REQUIREMENT 1 | List the primary sources of information named in the wetland passage, with the period or date given for each.
REQUIREMENT 2 |
Answer these questions from the wetland passage:
(a) What is the combined surface of the three wetlands?
(b) Which wetland has the smallest surface, and what is it?
(c) On what date were the UAV flights carried out?

The surfaces of each wetland are presented in Table 1, with values of 9.17 ha for the headwater wetland, 8.18 ha for the lateral wetland, and 2.14 ha for the confluence wetland, for a total of 19.49 ha. Figure 1 shows the location of the SNLN within the regional context and the spatial distribution of the three analyzed wetlands. The base map uses a satellite image from Maxar (2022), while flights conducted with a multispectral drone provided the precise delimitation of the wetlands.

2.2. Methodology

To evaluate the relationship between vegetation and precipitation in the three high-Andean wetlands of the SNLN, the methodological flow shown in Figure 2 was applied. This procedure integrated climate data, satellite imagery, and UAV-derived photogrammetric products.

We used three primary sources of information:

(i)

Climate data from the ERA5-Land product (2017–2025)

(ii)

Sentinel-2 Level 2A images (2018–2025).

(iii)

UAV flights for the precise delimitation of wetlands (carried out on 2 February 2025)

DATA |
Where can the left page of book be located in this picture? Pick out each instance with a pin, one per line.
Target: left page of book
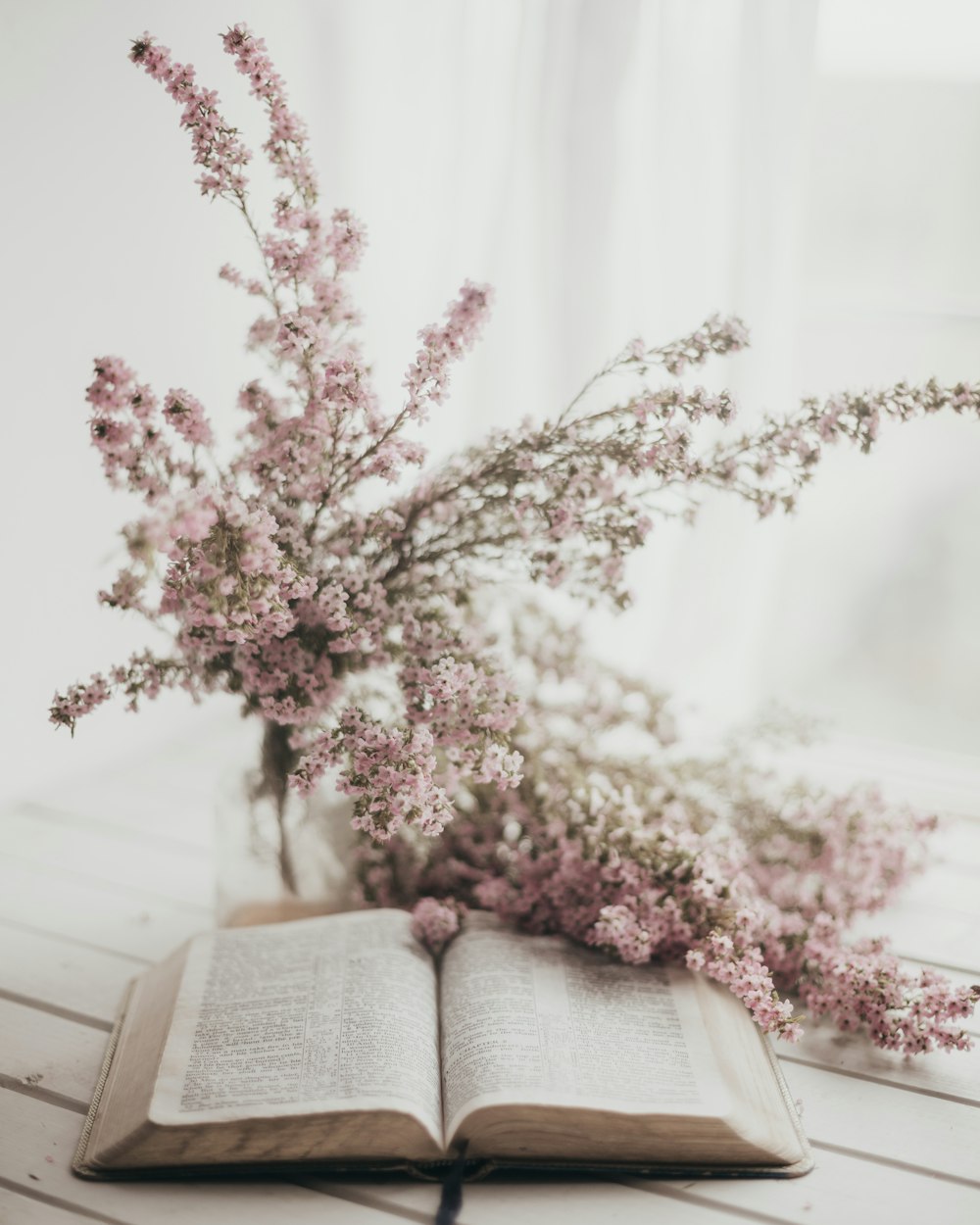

EXPECTED OUTPUT 1 |
- Climate data from the ERA5-Land product (2017–2025)
- Sentinel-2 Level 2A images (2018–2025)
- UAV flights for the precise delimitation of wetlands (2 February 2025)

EXPECTED OUTPUT 2 |
(a) 19.49 ha
(b) The confluence wetland, at 2.14 ha
(c) 2 February 2025